Hartford, CT, October 21 – “I am proud of the way that Connecticut has been seen as a leader in protecting the rights of people with disabilities,” said Connecticut Governor Ned Lamont in a public statement marking October as Disability Employment Awareness Month.
Gov. Lamont went on to add that he was “particularly proud of the many businesses throughout our state that make every effort to include people of all abilities as valued members of their workforces” and that the economy is “strongest when we include people of all abilities in our workplaces.” In closing he noted that “it benefits the entire economy to make sure opportunities and resources are available for everyone.”
This is an important public statement for the more than 202,632 working-age people living with disabilities in the Nutmeg State. In the economic expansion prior to the COVID-19 pandemic, Connecticut had a 42.9 percent disability employment rate. By contrast, people without disabilities had an employment rate of 79.9 percent. That means that there is a 36.9 percentage point gap in labor force participation rates between people with and without disabilities.

Dataset
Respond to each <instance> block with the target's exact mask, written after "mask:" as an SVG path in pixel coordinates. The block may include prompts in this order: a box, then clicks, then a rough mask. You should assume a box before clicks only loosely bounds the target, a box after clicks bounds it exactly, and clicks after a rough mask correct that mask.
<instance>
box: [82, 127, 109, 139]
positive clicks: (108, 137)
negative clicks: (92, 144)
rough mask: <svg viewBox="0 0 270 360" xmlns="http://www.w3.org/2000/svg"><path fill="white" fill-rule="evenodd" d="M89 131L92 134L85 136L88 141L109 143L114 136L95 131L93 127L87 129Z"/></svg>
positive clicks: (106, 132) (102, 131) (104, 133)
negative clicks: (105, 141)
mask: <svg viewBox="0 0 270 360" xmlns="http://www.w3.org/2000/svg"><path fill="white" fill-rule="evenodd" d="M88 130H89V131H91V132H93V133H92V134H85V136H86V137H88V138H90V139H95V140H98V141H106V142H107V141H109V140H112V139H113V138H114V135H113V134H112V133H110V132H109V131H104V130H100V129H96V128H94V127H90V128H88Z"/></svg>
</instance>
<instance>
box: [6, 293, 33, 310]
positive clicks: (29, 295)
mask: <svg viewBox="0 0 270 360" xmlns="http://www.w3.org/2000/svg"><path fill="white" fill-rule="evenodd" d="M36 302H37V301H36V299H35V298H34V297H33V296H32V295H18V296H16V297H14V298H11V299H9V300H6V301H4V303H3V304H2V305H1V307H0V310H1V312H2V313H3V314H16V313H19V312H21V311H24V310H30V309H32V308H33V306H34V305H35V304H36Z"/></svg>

About this task
Reproduce the full text about Governor Lamont's statement for Disability Employment Awareness Month word for word.

Exercise response
Hartford, CT, October 21 – “I am proud of the way that Connecticut has been seen as a leader in protecting the rights of people with disabilities,” said Connecticut Governor Ned Lamont in a public statement marking October as Disability Employment Awareness Month.
Gov. Lamont went on to add that he was “particularly proud of the many businesses throughout our state that make every effort to include people of all abilities as valued members of their workforces” and that the economy is “strongest when we include people of all abilities in our workplaces.” In closing he noted that “it benefits the entire economy to make sure opportunities and resources are available for everyone.”
This is an important public statement for the more than 202,632 working-age people living with disabilities in the Nutmeg State. In the economic expansion prior to the COVID-19 pandemic, Connecticut had a 42.9 percent disability employment rate. By contrast, people without disabilities had an employment rate of 79.9 percent. That means that there is a 36.9 percentage point gap in labor force participation rates between people with and without disabilities.